SET PROBLEM 1:
Retype the stretch of the essay below from "A week after" through "about my heart." with no changes.

PASSAGE:
# # # # # # #

Cigarettes After Sexism: The Shy-Boy Misogyny of Indie

Cigarettes After Sexism: The Shy-Boy Misogyny of Indie
Whispered something in your ear
It was a perverted thing to say
But I said it anyway
Made you smile and look away
– Cigarettes After Sex, “Nothing’s Gonna Hurt You Baby”

A week after the earliest allegations against Harvey Weinstein emerged, I heard the band Cigarettes After Sex on the radio for the first time. A song called “Sweet” drifted onto a Nashville indie-rock station one night, while I was driving home down a string of highways that were still new to me, and I felt like I’d been lifted into a pretty foreign film. The band’s gauzy sound—molasses-slow drums, vocals drenched in reverb and delay—seemed made for the scene that slid by my windshield: streetlights, skyline, anonymous American highway. It was could-be-anywhere music, sad-and-dreaming music, night-driving music of the highest order. It reminded me of teenage summers that I spent driving my parents’ car back and forth to my crush’s house, never telling her a thing about my heart.

The brainchild of songwriter Greg Gonzalez, Cigarettes After Sex released their first full-length record in June 2017 to glowing reviews. Much was made of the music’s popularity as a balm for sleep anxiety, and critics heralded the band as modern inheritors of the legacy of shoegaze-influenced artists like Beach House, the Cocteau Twins, and Slowdive. But what almost no one seemed to be talking about, in those summer months before Weinstein and #MeToo, was the blunt eroticism that cut through the sonic haze and the current of sexism beneath it. In Gonzalez’s songs, graphic lines about sex bleed seamlessly into childlike declarations of love and longing, so that the smut and the sweetness seem intimately connected. On “Young and Dumb,” for instance, a nameless woman is called “the patron saint of sucking cock”; on “Opera House,” another nameless woman is trapped in a venue of the narrator’s creation, “crying through the night/with no-one else for miles.” These are songs are about the pleasure of quietly crossing lines, about watching women from afar until they agree to be yours forever, and about knowing it’s a perverted thing to say and getting to say it anyway. They’re love songs, yes, but like so many love songs, they also embody and invoke male fantasies about unlimited sexual permission and the right to possess. They conjure a dream world where shy boys get to whisper the creepy things they’ve always longed to whisper, where their innuendoes are met not with rejection but with sweetness and an iPhone striptease, where obsession is elevated to something like nobility. This fantasy might be soothing, but for whom?

# # # # # # #

INPUT MATERIAL:
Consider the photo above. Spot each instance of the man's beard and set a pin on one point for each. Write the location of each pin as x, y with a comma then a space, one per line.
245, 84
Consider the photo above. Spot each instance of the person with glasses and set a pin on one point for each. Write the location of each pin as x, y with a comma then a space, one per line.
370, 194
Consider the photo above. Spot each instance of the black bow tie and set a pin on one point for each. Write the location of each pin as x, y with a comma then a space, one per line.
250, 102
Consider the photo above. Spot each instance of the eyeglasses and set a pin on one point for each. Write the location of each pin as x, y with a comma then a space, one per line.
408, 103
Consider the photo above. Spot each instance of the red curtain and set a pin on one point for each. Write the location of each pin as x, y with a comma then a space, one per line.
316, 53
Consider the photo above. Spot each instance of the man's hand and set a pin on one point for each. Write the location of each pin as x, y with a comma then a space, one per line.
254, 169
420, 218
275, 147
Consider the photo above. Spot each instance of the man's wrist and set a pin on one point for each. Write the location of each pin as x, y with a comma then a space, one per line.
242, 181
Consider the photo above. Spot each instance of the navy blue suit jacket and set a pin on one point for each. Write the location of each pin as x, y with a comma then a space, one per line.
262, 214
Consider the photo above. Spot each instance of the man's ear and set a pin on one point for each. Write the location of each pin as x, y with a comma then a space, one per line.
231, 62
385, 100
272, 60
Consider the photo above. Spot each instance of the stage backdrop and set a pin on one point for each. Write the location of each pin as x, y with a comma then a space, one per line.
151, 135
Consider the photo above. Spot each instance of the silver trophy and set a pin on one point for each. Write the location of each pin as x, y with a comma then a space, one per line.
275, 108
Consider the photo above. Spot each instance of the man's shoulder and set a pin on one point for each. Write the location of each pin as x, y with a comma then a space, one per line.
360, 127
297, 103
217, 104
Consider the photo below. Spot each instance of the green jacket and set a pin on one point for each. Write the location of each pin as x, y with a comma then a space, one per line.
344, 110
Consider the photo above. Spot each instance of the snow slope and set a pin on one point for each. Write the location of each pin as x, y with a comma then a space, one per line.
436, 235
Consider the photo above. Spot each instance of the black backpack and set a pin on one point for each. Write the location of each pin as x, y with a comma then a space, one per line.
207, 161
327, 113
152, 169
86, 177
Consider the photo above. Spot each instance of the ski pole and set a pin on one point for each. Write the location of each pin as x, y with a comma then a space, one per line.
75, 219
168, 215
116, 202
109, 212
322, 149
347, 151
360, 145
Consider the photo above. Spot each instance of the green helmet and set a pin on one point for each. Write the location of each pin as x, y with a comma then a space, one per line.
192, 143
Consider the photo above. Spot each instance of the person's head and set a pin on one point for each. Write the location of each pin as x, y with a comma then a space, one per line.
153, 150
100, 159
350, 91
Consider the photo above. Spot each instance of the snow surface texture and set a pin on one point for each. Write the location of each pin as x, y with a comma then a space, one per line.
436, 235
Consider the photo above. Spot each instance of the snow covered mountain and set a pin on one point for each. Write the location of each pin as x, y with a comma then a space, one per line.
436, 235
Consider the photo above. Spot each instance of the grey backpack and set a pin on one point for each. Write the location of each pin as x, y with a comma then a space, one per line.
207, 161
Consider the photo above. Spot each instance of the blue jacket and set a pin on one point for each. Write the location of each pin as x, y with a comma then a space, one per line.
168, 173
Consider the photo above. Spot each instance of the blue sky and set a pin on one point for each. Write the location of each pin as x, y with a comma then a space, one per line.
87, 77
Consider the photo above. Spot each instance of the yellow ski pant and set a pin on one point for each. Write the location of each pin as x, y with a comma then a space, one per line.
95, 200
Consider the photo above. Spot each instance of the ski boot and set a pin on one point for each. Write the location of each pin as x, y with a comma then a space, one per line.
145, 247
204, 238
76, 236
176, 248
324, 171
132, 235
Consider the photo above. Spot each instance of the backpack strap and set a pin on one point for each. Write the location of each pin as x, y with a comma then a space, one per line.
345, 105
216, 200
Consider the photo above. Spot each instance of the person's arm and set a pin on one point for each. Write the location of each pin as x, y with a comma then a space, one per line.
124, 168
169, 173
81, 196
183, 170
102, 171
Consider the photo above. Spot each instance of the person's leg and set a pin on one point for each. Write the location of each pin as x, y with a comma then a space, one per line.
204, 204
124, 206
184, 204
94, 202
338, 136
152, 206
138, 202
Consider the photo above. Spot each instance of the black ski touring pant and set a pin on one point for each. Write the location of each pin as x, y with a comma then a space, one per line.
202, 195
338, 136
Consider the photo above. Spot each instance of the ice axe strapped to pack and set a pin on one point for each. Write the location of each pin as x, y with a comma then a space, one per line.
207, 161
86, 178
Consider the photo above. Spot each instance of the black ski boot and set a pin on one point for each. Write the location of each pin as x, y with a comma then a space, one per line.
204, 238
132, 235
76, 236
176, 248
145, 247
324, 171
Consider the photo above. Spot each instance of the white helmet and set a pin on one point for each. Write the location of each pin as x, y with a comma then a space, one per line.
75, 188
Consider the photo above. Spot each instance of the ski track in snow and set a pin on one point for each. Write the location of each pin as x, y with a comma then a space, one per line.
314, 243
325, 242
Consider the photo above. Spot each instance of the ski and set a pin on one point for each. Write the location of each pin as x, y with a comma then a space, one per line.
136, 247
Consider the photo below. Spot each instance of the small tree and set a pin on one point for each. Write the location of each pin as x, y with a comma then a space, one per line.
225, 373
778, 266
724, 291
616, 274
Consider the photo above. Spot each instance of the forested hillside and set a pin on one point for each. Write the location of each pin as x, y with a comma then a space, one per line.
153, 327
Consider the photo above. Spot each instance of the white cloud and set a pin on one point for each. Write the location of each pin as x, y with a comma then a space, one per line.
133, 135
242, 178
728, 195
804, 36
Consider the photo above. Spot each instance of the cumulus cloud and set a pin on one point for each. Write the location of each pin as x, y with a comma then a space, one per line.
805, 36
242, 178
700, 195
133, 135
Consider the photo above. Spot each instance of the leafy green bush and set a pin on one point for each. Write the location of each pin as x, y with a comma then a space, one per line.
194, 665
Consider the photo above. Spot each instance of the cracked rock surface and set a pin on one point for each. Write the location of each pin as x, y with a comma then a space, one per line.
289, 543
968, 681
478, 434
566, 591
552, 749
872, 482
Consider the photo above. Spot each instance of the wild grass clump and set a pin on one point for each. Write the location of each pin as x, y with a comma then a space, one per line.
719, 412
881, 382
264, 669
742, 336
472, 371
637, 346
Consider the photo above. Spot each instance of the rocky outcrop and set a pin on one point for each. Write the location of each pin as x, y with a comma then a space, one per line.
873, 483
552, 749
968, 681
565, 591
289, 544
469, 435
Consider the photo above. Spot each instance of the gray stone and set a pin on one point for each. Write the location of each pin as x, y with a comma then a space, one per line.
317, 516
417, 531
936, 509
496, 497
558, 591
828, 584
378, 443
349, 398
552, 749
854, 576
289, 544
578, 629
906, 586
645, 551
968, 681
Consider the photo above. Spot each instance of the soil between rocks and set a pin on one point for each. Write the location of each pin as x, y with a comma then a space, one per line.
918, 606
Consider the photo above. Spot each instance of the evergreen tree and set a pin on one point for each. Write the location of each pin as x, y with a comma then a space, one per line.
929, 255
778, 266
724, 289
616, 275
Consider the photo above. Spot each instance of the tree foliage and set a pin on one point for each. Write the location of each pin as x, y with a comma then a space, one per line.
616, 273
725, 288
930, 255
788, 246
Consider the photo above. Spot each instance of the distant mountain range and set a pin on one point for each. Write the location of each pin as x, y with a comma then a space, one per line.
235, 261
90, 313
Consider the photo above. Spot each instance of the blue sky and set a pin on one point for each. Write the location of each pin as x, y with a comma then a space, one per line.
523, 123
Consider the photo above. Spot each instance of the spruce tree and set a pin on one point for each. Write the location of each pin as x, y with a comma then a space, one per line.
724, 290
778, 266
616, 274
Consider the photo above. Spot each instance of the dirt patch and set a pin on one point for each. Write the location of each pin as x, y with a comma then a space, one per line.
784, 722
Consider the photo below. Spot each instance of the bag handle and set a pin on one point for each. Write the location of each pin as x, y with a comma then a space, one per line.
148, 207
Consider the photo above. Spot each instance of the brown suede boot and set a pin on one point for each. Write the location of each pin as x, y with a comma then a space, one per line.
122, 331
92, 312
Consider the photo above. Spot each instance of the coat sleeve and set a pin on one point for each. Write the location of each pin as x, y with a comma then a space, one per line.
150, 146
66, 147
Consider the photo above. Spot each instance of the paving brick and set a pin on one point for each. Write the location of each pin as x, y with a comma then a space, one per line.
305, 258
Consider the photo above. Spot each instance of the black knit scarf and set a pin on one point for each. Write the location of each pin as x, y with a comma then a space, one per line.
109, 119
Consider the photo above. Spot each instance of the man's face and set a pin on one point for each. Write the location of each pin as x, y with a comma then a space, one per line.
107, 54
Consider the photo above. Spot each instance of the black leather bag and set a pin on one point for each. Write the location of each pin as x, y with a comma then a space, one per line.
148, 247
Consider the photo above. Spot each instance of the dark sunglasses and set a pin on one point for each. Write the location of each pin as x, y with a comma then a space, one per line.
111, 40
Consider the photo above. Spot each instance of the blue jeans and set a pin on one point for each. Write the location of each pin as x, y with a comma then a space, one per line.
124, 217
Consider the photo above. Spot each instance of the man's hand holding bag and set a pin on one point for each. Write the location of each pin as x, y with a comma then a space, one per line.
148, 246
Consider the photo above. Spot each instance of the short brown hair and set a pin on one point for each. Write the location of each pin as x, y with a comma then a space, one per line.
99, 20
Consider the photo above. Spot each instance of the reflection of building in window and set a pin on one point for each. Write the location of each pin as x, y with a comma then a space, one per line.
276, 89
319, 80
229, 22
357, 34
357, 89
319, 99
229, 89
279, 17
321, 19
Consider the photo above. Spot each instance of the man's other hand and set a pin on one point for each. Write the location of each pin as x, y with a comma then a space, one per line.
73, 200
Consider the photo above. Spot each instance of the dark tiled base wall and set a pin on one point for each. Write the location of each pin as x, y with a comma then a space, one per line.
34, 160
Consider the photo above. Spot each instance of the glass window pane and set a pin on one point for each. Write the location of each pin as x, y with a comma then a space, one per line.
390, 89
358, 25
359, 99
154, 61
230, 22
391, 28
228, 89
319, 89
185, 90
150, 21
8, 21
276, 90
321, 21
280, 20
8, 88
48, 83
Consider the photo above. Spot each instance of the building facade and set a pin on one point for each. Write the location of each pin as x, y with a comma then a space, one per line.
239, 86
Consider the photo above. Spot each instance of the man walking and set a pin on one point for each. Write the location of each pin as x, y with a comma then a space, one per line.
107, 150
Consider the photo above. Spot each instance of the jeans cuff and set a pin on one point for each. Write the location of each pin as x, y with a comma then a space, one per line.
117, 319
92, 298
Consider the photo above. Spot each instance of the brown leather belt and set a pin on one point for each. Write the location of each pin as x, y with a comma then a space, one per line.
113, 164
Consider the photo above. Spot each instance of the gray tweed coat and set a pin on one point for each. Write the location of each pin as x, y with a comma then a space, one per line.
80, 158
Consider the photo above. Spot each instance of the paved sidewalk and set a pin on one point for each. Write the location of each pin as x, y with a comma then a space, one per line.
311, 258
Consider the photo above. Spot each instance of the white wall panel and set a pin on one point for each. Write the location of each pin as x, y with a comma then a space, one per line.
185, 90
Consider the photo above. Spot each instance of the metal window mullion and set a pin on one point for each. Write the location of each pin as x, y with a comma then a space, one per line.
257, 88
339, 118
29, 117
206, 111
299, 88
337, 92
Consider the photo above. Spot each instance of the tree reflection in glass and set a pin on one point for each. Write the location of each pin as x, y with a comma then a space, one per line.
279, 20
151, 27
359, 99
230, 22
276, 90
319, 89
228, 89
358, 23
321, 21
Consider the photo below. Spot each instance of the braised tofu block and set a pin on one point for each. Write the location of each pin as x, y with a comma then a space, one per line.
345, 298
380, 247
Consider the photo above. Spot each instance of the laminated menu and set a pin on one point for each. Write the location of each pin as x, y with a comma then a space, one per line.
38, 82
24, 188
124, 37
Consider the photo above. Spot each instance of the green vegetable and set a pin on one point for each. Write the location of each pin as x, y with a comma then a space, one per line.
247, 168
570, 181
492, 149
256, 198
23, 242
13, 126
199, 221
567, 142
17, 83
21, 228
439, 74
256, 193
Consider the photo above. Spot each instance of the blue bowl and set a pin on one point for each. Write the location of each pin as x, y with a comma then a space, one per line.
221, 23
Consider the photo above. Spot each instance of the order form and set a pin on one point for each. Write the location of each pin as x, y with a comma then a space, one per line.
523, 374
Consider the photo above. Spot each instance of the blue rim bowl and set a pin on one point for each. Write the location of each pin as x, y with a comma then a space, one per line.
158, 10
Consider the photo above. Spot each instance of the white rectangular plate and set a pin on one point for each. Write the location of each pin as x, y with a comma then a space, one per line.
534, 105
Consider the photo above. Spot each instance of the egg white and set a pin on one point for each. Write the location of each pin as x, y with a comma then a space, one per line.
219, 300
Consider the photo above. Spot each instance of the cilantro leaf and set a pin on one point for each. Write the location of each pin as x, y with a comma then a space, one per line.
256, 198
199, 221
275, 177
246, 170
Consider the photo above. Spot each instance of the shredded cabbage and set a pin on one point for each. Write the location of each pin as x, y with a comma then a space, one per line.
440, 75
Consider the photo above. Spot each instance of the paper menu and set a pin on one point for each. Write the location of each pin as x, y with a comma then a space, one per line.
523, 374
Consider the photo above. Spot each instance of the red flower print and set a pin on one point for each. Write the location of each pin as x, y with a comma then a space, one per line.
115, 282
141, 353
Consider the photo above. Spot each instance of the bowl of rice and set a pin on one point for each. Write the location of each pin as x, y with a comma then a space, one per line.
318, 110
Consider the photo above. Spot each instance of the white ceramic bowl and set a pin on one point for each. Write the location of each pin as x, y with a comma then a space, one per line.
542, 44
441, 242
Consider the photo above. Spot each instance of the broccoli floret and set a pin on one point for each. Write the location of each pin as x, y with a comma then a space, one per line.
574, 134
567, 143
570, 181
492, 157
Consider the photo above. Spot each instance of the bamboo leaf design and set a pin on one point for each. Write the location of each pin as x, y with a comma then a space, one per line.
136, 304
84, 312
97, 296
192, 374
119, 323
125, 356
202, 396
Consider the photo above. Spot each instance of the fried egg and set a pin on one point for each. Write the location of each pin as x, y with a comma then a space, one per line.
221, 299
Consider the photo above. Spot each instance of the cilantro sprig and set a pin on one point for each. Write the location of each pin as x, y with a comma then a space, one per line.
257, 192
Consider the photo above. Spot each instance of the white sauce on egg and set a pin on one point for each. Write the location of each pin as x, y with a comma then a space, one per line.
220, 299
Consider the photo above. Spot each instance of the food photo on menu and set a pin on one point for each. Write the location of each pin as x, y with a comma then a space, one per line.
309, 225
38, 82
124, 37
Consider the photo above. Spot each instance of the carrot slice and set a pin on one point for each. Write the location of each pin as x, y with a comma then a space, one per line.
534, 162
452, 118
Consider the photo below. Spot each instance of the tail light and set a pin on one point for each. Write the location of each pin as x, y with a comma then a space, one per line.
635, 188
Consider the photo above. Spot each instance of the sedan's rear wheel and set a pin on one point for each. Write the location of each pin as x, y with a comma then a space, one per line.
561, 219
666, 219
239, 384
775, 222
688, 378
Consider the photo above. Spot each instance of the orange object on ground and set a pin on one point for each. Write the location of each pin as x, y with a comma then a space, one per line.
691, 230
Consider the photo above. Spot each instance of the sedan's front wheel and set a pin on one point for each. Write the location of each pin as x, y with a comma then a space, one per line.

# # # # # # #

SET PROBLEM 2:
Pull out every line of the rows above that contains the string "mountain", matching case exactly.

CORRECT ANSWER 1:
A week after the earliest allegations against Harvey Weinstein emerged, I heard the band Cigarettes After Sex on the radio for the first time. A song called “Sweet” drifted onto a Nashville indie-rock station one night, while I was driving home down a string of highways that were still new to me, and I felt like I’d been lifted into a pretty foreign film. The band’s gauzy sound—molasses-slow drums, vocals drenched in reverb and delay—seemed made for the scene that slid by my windshield: streetlights, skyline, anonymous American highway. It was could-be-anywhere music, sad-and-dreaming music, night-driving music of the highest order. It reminded me of teenage summers that I spent driving my parents’ car back and forth to my crush’s house, never telling her a thing about my heart.

CORRECT ANSWER 2:
Consider the photo above. Spot each instance of the snow covered mountain and set a pin on one point for each. Write the location of each pin as x, y with a comma then a space, one per line.
Consider the photo above. Spot each instance of the distant mountain range and set a pin on one point for each. Write the location of each pin as x, y with a comma then a space, one per line.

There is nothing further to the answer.